-- BEGIN Provided passage --

A Marketplace for Data Portability

Data Transfer Initiative, Forthcoming

15 Pages Posted: 28 Mar 2024

See all articles by Chinmayi Sharma

Chinmayi Sharma

Fordham University School of Law

Date Written: February 27, 2024


With March 6, 2024 around the corner—the day designated “gatekeepers” of “core platform services” (CPS) such as search engines and social media platforms must comply with the mandates set forth in the Digital Markets Act (DMA)—many of us are left wondering how the DMA will change the online ecosystem. In particular, this paper will focus on how the DMA’s interoperability and data portability requirements will manifest. The motivation behind the DMA's focus on interoperability and data portability is clear: to challenge the status quo where a few digital giants control significant portions of the online space, limiting consumer choice and stifling innovation.

However laudable the DMA’s motivations and goals, little is known about how its mandates will be accomplished. The act's current language offers broad directives without delving into the granular technical standards or frameworks that companies should adopt to achieve these goals. This lack of specificity is not without its merits; it allows for flexibility and innovation in how companies approach the challenge of interoperability and data portability. Yet, this same flexibility grants companies considerable leeway in interpreting and implementing the mandates, potentially leading to a fragmented landscape where the underlying objectives of the DMA are not fully realized. Or worse, regulatory arbitrage that further entrenches the status quo as opposed to loosening the grip gatekeepers currently have on the market. Luckily, there is a way to straddle the divide.

-- END Provided passage --
-- BEGIN Data rows --

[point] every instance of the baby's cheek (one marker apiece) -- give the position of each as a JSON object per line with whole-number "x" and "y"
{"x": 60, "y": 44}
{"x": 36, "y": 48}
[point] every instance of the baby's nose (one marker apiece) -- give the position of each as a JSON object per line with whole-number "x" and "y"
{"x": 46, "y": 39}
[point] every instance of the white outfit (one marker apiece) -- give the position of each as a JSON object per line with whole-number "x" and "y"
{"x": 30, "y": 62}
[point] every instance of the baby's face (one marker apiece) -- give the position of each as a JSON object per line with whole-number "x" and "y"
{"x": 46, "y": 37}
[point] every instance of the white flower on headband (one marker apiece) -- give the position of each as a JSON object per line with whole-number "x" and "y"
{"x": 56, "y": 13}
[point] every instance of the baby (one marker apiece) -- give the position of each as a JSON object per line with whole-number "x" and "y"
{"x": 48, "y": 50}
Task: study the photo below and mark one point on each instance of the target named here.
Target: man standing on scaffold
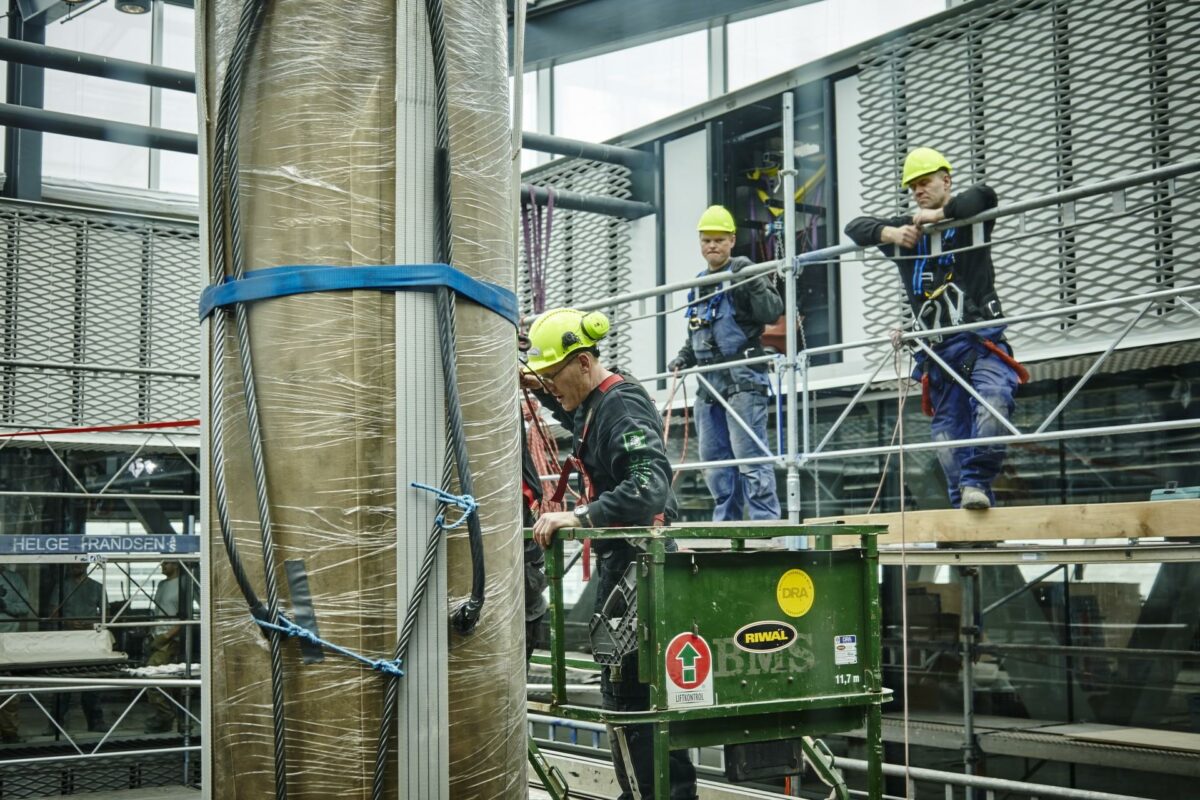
(948, 289)
(725, 323)
(627, 480)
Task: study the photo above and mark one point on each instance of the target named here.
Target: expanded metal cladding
(83, 777)
(589, 253)
(99, 318)
(1036, 96)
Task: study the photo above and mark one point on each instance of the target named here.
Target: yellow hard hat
(922, 161)
(562, 331)
(717, 217)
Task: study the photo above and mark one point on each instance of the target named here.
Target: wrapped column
(336, 134)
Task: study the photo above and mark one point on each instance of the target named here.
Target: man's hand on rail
(547, 523)
(905, 236)
(928, 217)
(528, 378)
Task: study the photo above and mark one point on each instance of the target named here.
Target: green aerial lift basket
(744, 645)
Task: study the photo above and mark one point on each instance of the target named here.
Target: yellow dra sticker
(795, 593)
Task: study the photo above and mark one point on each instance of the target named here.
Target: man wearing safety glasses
(622, 462)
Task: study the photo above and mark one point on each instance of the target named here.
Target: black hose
(391, 692)
(467, 615)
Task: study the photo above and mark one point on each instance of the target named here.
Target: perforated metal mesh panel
(1036, 96)
(589, 253)
(82, 777)
(99, 318)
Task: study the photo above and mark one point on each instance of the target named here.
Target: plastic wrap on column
(318, 151)
(486, 669)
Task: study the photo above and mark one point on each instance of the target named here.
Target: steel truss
(796, 365)
(34, 687)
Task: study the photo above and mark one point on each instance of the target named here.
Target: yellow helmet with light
(562, 331)
(717, 218)
(922, 161)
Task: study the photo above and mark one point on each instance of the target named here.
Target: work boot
(975, 499)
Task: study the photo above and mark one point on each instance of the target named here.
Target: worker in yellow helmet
(725, 324)
(622, 459)
(952, 288)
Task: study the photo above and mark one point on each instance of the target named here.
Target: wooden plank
(1169, 518)
(1187, 743)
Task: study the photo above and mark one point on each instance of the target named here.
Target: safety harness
(1001, 349)
(575, 461)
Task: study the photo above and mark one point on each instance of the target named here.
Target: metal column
(793, 470)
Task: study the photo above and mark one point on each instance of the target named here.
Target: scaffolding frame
(796, 364)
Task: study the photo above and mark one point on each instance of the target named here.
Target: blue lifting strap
(283, 281)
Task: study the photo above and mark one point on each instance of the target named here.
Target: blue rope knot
(463, 501)
(291, 630)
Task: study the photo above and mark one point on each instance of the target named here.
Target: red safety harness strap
(1023, 374)
(574, 462)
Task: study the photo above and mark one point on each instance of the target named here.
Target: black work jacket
(922, 272)
(623, 453)
(756, 304)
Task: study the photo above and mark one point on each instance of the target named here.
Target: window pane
(597, 98)
(103, 31)
(179, 172)
(766, 46)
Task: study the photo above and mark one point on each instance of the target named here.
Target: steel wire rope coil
(226, 203)
(466, 615)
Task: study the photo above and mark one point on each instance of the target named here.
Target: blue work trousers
(958, 415)
(749, 487)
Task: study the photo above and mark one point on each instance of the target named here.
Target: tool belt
(948, 306)
(735, 389)
(1000, 348)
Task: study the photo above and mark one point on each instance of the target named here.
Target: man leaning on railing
(946, 289)
(725, 324)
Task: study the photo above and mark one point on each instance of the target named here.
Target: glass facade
(767, 44)
(599, 97)
(102, 31)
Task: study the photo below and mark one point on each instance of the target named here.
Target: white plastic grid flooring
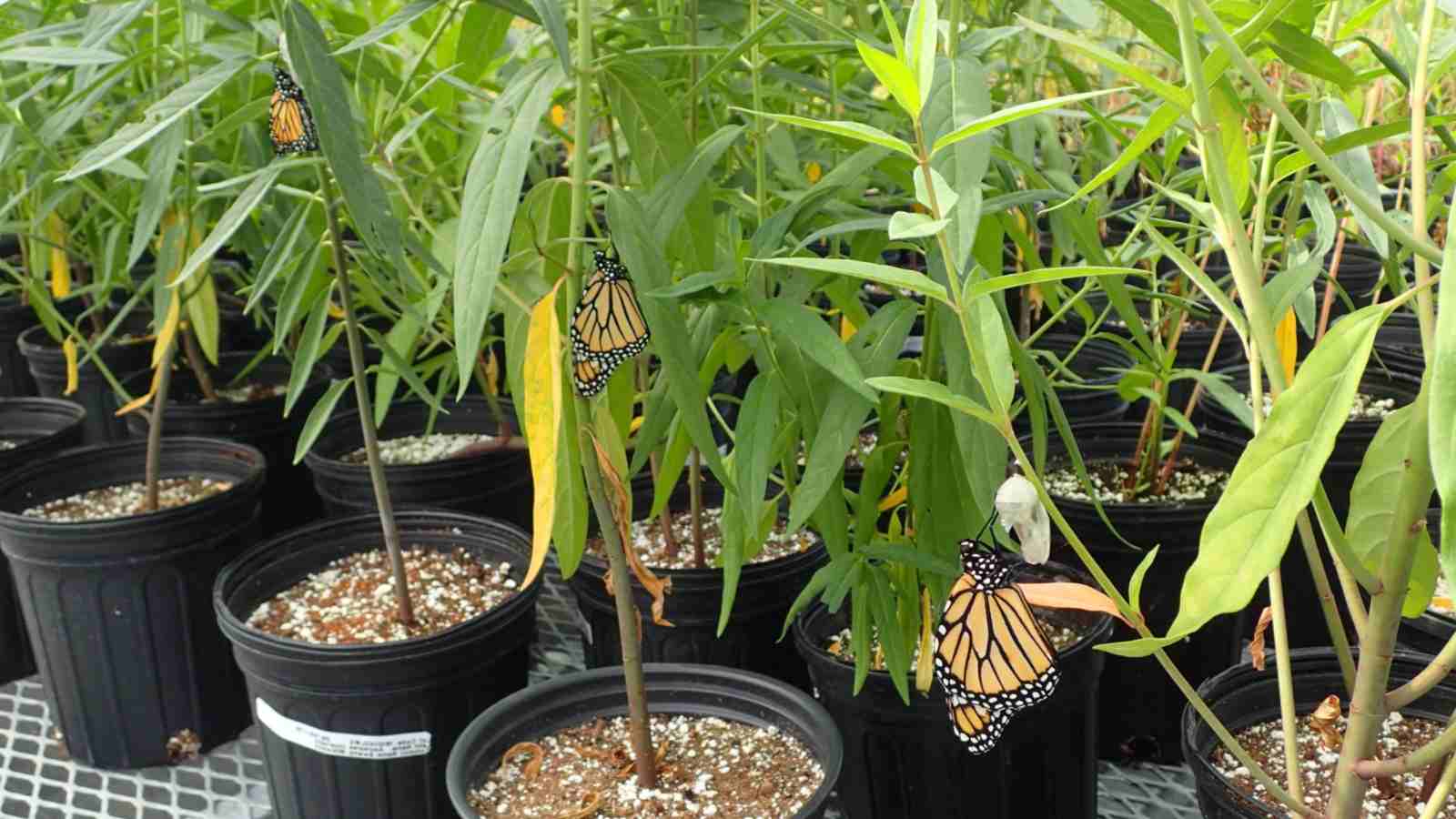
(38, 782)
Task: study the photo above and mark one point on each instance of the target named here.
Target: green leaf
(395, 22)
(1114, 62)
(1012, 114)
(1249, 528)
(1135, 588)
(922, 34)
(553, 18)
(318, 417)
(162, 162)
(1358, 165)
(841, 128)
(752, 458)
(60, 56)
(328, 94)
(1372, 509)
(877, 273)
(1441, 375)
(801, 327)
(157, 116)
(492, 188)
(934, 390)
(644, 257)
(906, 225)
(233, 219)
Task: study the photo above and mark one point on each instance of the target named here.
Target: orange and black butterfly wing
(990, 647)
(290, 121)
(606, 327)
(977, 727)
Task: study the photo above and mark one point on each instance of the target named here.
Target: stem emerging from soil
(376, 465)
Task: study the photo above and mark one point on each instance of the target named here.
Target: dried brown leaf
(1324, 720)
(1257, 644)
(621, 511)
(1069, 596)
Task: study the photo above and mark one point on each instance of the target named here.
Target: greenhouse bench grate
(40, 782)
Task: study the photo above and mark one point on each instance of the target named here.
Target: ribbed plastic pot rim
(48, 405)
(730, 681)
(408, 521)
(86, 453)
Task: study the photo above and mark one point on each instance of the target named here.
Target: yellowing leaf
(143, 399)
(895, 499)
(542, 420)
(1288, 344)
(60, 264)
(1069, 596)
(72, 375)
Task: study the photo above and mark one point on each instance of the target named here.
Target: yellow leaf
(895, 499)
(542, 420)
(925, 666)
(60, 263)
(1069, 596)
(167, 332)
(72, 375)
(142, 401)
(1288, 344)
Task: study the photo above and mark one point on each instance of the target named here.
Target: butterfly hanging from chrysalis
(992, 656)
(290, 121)
(606, 329)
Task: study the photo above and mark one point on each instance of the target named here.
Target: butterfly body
(992, 656)
(606, 327)
(290, 121)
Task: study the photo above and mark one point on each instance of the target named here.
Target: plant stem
(1368, 702)
(612, 528)
(155, 420)
(376, 465)
(198, 365)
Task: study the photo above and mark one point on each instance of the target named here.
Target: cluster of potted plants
(747, 312)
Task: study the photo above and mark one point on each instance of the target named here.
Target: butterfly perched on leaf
(606, 329)
(992, 656)
(290, 121)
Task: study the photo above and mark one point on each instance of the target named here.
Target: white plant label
(349, 745)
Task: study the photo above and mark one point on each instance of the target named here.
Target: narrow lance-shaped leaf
(157, 116)
(492, 189)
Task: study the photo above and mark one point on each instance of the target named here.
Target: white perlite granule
(420, 450)
(1365, 409)
(123, 500)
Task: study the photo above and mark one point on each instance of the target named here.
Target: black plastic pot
(431, 683)
(47, 426)
(1244, 697)
(118, 611)
(495, 484)
(708, 691)
(752, 640)
(1354, 438)
(288, 497)
(1101, 363)
(94, 392)
(1148, 704)
(905, 761)
(16, 318)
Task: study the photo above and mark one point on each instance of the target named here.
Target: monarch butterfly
(290, 123)
(606, 329)
(992, 656)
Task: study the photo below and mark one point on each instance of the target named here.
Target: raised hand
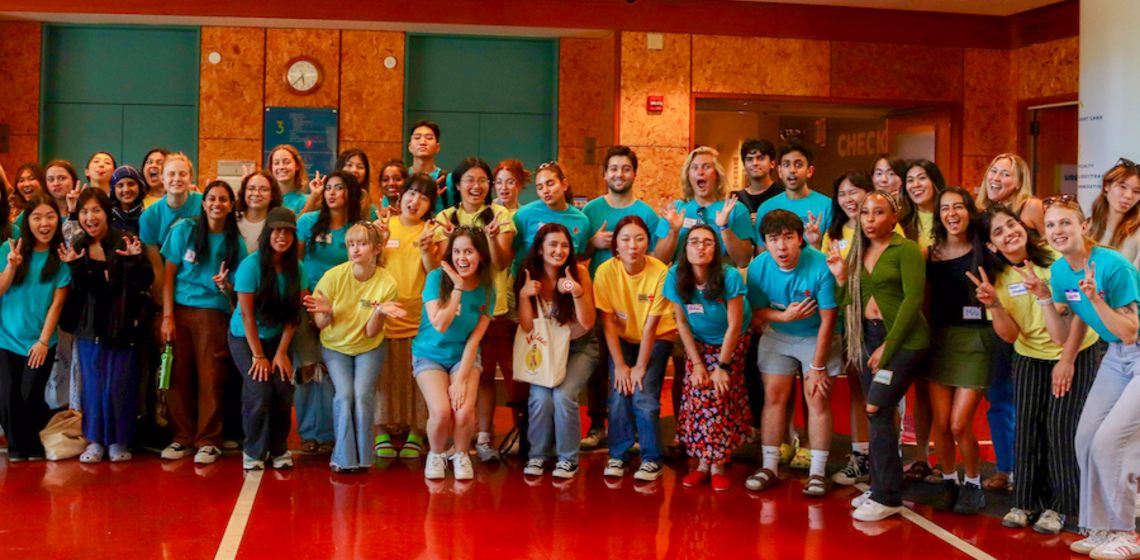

-- END Data rows --

Written instruction 1: In the data portability paper, repeat the portion that begins at the words "15 Pages Posted: 28" and stops after "and stifling innovation.", swapping "interoperability" for "compatibility".
Written instruction 2: Resume the data portability paper right after its final sentence.

Result 1:
15 Pages Posted: 28 Mar 2024

See all articles by Chinmayi Sharma

Chinmayi Sharma

Fordham University School of Law

Date Written: February 27, 2024


With March 6, 2024 around the corner—the day designated “gatekeepers” of “core platform services” (CPS) such as search engines and social media platforms must comply with the mandates set forth in the Digital Markets Act (DMA)—many of us are left wondering how the DMA will change the online ecosystem. In particular, this paper will focus on how the DMA’s compatibility and data portability requirements will manifest. The motivation behind the DMA's focus on compatibility and data portability is clear: to challenge the status quo where a few digital giants control significant portions of the online space, limiting consumer choice and stifling innovation.

Result 2:
This paper argues for a three-phased approach to DMA implementation. First, the EU should afford companies flexibility implementing the DMA to foster a robust marketplace of interoperability and data portability solutions tailored to specific domains. In the second stage, the EU should enlist expert stakeholders to evaluate the merits and shortcomings of the various approaches actually in use to gain an evidence-based understanding of which technological methods achieve the DMA’s stated goals. Finally, in the third phase, the EU should continue to engage a diverse group of independent, expert stakeholders representing various factions and interests in society to identify the most effective technological practices for different sector based on the empirical evidence analyzed and the normative evaluation of values undertaken. In other words, foster a marketplace of solutions to inform decisions around which ones actually accomplish what the DMA sets out to do.

Keywords: interoperability, data portability, Digital Markets Act, competition, privacy, APIs, protocols, standards

Suggested Citation

Sharma, Chinmayi, A Marketplace for Data Portability (February 27, 2024). Data Transfer Initiative, Forthcoming, Available at SSRN: https://ssrn.com/abstract=4741065 or http://dx.doi.org/10.2139/ssrn.4741065

Chinmayi Sharma (Contact Author)

Fordham University School of Law ( email )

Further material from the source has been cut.